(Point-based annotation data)
+++

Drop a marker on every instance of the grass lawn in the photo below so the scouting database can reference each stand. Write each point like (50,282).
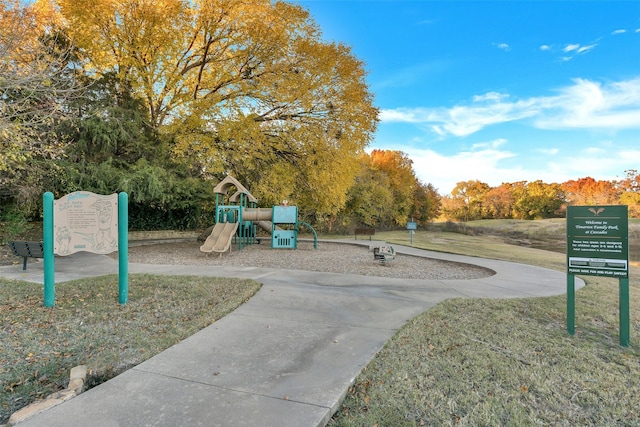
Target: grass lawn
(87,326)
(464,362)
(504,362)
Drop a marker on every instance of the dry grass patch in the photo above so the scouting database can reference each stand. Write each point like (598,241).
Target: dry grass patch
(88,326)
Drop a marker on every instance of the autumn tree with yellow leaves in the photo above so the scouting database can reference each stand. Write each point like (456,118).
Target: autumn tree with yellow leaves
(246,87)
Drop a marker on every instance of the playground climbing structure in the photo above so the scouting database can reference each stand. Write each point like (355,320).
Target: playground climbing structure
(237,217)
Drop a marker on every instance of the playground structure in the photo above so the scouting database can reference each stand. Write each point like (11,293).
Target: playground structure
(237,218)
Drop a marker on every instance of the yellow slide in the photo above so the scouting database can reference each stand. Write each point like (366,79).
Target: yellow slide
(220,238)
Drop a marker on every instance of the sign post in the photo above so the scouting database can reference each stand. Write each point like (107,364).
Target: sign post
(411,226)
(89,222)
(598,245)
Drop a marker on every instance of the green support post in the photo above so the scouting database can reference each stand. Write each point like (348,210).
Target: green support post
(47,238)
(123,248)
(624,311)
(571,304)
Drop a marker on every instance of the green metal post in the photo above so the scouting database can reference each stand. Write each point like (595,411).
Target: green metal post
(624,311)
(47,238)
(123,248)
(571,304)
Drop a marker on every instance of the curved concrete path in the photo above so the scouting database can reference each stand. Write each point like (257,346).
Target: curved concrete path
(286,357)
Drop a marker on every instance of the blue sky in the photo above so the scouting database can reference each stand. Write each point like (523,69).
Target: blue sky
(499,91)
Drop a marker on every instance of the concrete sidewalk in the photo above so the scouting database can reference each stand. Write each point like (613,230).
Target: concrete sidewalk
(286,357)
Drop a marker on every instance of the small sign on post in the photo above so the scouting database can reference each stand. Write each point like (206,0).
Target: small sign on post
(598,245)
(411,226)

+++

* [GIVEN PROBLEM] Render the lines of the entries from the one holding "Drop a marker on every instance of the concrete" through the last line, inclusive, as a Markdown table. Put a running number in a column headed Row and each line in a column headed Line, and omit any blank lines.

* [ANSWER]
| Row | Line |
|---|---|
| 1 | Drop a marker on every instance of the concrete sidewalk in the photo above so the scouting database can reference each stand. Write each point like (613,230). |
| 2 | Target: concrete sidewalk |
| 3 | (286,357) |
| 4 | Drop a marker on every instance of the small sign on post in the photo above so the scouting database can reference each stand. Write each point like (206,0). |
| 5 | Target: small sign on post |
| 6 | (598,245) |
| 7 | (411,226) |